(Named object pointing entries)
———
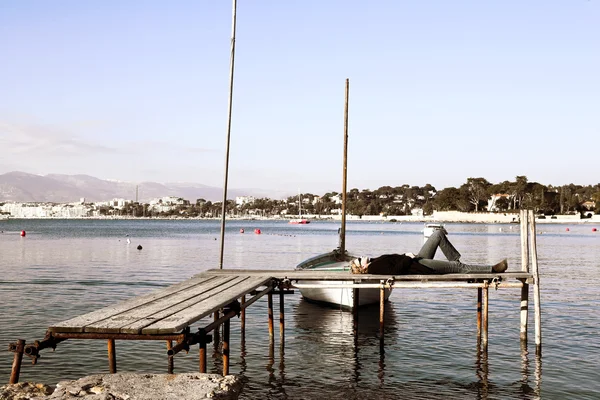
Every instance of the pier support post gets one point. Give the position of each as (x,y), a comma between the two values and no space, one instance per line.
(355,303)
(216,331)
(525,268)
(243,318)
(226,348)
(484,330)
(270,311)
(281,321)
(170,362)
(204,339)
(112,356)
(479,297)
(381,316)
(536,284)
(18,348)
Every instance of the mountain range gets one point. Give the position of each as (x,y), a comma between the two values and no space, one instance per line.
(24,187)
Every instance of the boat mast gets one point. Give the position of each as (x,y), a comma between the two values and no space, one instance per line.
(345,172)
(231,64)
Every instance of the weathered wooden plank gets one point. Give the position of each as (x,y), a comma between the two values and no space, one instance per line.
(341,275)
(77,324)
(192,314)
(137,324)
(165,306)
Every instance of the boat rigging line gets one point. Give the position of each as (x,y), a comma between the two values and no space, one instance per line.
(231,68)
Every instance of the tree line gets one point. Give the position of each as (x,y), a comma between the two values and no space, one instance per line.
(475,195)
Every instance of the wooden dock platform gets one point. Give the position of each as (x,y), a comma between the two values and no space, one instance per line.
(169,313)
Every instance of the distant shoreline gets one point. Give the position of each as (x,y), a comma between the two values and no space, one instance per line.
(453,217)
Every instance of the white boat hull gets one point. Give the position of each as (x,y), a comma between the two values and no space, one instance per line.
(338,297)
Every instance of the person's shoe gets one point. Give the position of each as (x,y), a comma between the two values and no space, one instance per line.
(501,266)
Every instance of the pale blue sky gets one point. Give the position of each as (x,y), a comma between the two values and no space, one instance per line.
(439,91)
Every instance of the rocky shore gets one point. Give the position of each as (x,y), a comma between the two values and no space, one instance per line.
(129,386)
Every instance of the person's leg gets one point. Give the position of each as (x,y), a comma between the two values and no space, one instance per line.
(456,267)
(438,239)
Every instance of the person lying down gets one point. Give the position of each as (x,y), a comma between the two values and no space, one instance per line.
(423,263)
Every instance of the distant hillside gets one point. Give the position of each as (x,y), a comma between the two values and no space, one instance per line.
(24,187)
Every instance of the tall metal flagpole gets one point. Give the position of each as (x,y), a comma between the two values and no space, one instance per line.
(344,180)
(231,65)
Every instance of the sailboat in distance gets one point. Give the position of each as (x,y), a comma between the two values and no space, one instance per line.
(299,220)
(338,260)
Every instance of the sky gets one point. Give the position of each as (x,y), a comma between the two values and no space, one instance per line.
(440,91)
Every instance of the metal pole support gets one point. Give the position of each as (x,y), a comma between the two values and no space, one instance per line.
(112,356)
(18,348)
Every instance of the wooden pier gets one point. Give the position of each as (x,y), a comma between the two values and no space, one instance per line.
(168,314)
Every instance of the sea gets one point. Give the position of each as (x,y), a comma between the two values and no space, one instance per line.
(64,268)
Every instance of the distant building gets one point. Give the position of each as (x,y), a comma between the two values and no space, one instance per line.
(241,200)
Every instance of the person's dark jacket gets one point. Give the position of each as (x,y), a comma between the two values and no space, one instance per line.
(397,264)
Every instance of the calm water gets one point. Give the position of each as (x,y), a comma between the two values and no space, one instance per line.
(64,268)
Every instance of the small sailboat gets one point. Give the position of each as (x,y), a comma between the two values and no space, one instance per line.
(338,259)
(300,220)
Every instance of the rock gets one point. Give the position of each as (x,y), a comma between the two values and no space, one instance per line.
(25,391)
(127,386)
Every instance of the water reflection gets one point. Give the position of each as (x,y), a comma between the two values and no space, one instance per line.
(330,332)
(525,388)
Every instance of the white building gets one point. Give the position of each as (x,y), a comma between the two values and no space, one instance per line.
(241,200)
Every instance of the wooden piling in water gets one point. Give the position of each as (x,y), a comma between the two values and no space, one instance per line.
(243,318)
(202,355)
(226,347)
(536,284)
(112,356)
(170,362)
(381,317)
(479,296)
(484,330)
(525,268)
(355,303)
(18,349)
(270,313)
(281,320)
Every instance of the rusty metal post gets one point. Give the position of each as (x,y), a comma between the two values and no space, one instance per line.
(243,318)
(112,356)
(202,354)
(355,303)
(18,348)
(216,332)
(484,338)
(270,311)
(226,348)
(281,320)
(479,296)
(524,268)
(170,365)
(381,316)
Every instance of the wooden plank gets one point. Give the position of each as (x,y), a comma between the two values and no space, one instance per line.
(137,324)
(192,314)
(162,307)
(77,324)
(342,276)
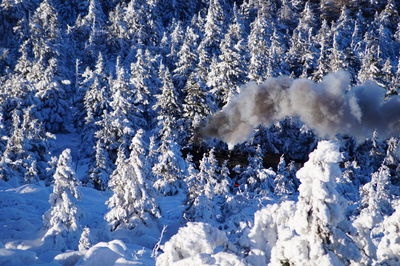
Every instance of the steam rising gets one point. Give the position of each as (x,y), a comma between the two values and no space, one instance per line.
(329,107)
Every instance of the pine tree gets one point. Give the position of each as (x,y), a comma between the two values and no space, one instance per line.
(170,167)
(62,220)
(388,247)
(259,41)
(318,212)
(167,105)
(130,206)
(141,80)
(196,104)
(230,67)
(371,63)
(283,184)
(26,155)
(187,58)
(84,240)
(207,192)
(214,28)
(101,169)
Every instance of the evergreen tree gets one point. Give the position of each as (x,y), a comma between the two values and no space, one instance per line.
(388,247)
(187,58)
(170,167)
(167,105)
(84,240)
(214,28)
(259,41)
(283,184)
(62,220)
(100,170)
(130,205)
(196,104)
(230,67)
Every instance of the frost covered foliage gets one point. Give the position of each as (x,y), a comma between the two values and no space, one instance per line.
(198,244)
(132,88)
(62,220)
(389,246)
(306,232)
(131,204)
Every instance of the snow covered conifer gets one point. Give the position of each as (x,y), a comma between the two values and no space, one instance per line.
(389,246)
(84,240)
(62,220)
(283,184)
(130,205)
(170,166)
(311,224)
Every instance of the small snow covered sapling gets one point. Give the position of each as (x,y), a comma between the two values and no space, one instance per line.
(62,220)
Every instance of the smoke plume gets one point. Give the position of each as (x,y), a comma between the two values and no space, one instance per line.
(329,107)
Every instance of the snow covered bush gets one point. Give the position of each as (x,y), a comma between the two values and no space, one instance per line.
(198,244)
(130,204)
(62,220)
(306,232)
(388,252)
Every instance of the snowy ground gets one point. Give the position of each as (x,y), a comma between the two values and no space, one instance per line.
(22,225)
(21,230)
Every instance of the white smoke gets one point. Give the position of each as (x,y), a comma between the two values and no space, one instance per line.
(329,108)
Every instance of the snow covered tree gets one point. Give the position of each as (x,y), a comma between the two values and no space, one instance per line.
(141,81)
(84,240)
(170,167)
(312,224)
(167,105)
(389,247)
(259,41)
(374,204)
(206,195)
(62,220)
(196,104)
(230,69)
(187,58)
(214,28)
(130,207)
(100,170)
(26,155)
(371,63)
(283,184)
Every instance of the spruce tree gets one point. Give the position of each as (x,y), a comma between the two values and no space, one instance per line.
(62,220)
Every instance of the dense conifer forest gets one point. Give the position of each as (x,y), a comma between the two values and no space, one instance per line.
(114,150)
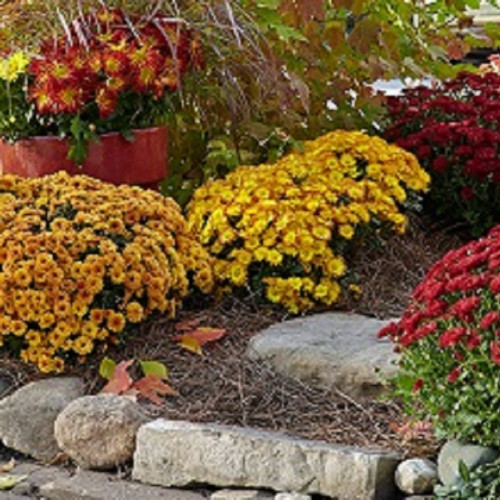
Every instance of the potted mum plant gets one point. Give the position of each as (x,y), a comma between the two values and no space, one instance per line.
(95,100)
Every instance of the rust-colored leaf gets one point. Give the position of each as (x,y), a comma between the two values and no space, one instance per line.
(187,325)
(152,388)
(456,49)
(120,381)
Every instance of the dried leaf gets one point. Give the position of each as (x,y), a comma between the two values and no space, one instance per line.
(152,388)
(107,368)
(191,344)
(187,325)
(120,381)
(9,481)
(8,466)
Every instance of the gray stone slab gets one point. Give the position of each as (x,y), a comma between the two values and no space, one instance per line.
(330,350)
(175,453)
(88,485)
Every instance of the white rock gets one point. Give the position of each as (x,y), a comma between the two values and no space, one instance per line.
(98,432)
(416,476)
(292,496)
(174,453)
(27,416)
(240,495)
(332,350)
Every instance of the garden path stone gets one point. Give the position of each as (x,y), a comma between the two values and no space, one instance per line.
(292,496)
(331,349)
(98,432)
(88,485)
(454,451)
(241,495)
(176,453)
(416,476)
(27,416)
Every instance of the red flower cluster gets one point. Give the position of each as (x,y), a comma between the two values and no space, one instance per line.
(454,131)
(107,55)
(458,303)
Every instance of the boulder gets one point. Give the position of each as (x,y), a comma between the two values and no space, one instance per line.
(241,495)
(175,453)
(416,476)
(27,416)
(98,432)
(453,452)
(331,350)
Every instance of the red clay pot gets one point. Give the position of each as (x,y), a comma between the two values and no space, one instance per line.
(112,159)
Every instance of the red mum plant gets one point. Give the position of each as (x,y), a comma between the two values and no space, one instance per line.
(453,129)
(108,72)
(449,340)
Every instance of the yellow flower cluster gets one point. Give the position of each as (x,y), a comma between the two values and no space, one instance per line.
(281,224)
(81,261)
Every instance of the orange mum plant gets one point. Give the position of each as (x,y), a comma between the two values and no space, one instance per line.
(82,261)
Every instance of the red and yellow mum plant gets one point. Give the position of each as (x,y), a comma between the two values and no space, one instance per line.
(108,72)
(449,339)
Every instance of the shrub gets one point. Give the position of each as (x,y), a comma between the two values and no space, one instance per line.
(82,261)
(282,230)
(449,339)
(453,130)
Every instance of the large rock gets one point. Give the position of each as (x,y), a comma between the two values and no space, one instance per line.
(332,350)
(87,485)
(174,453)
(98,432)
(27,416)
(416,476)
(454,452)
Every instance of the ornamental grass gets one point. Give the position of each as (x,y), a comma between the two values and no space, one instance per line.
(283,230)
(82,261)
(449,338)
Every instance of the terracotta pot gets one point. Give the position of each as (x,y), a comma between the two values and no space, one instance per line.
(113,159)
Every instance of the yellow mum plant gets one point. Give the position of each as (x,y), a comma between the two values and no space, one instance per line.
(81,261)
(283,229)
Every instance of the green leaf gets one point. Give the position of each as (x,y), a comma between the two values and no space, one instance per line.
(9,481)
(107,368)
(463,471)
(154,369)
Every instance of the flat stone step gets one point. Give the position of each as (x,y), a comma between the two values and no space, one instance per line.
(330,350)
(176,453)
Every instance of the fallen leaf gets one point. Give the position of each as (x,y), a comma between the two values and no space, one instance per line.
(107,368)
(152,388)
(8,466)
(187,325)
(10,480)
(120,381)
(195,339)
(190,344)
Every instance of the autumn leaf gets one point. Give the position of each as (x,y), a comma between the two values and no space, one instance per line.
(9,481)
(194,340)
(187,325)
(107,368)
(8,466)
(120,380)
(152,388)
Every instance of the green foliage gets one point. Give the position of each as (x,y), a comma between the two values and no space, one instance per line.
(482,482)
(282,66)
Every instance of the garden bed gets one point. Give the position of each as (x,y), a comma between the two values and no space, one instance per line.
(224,386)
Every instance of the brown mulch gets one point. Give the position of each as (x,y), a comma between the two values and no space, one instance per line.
(223,386)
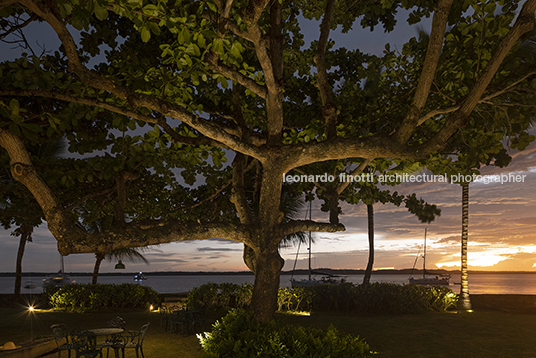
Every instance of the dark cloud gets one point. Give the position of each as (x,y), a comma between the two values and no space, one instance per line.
(218,249)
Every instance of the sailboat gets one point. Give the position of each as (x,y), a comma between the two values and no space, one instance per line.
(437,280)
(312,281)
(61,279)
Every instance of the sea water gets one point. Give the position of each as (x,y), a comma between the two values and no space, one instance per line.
(492,283)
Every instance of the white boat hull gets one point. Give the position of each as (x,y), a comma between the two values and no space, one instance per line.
(443,281)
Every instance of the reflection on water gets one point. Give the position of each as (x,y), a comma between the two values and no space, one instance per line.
(478,283)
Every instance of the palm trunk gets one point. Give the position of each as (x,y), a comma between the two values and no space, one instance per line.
(368,271)
(25,234)
(266,286)
(464,303)
(99,257)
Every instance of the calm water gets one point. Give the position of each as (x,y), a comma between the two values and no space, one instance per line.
(478,283)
———
:: Requirements ::
Without any pictures, write out the lines running from the one containing "Every instance of the garden bed" through the end of the listing above, both included, exactly as given.

:: Written solution ::
Every instance of the garden bed gets one point. Give the position of each as (x,y), a comma between the two values and no space, one instance per line.
(224,386)
Every instance of the brown mulch gets one point. Give the position of each as (x,y), a comma between the two values and no space, one instance per line.
(223,386)
Every instance of the dark cloud gets one point. Give the position of each as (x,y), a comma between the two values and no space, one instance per line.
(218,249)
Every instance of the sailboat gets one point. Give the position of each as (x,y), a comma between the two values and no space, one instance per line.
(437,280)
(312,281)
(61,279)
Every instance of the sea water gets one point. Give the position of each as (x,y), a comma between the two values and no space, one instance per line.
(492,283)
Every instance of the white boat hull gets one point. Give the position of each as (x,y), a comma between the two values and no space, one instance per line.
(443,281)
Every instance of the reflection on water gets one point. Give the position of each as (x,y), a comma between the two values and no space, one instance per line.
(478,283)
Every instance of the palm trunk gets one point. Give the position of each as (x,y), a comma between the two values and no space, one instance per line.
(368,271)
(25,234)
(266,286)
(464,303)
(99,257)
Every instance of the calm water gets one point. Give the position of each as (x,y), a comma between the two values and no space, one instance per line.
(478,283)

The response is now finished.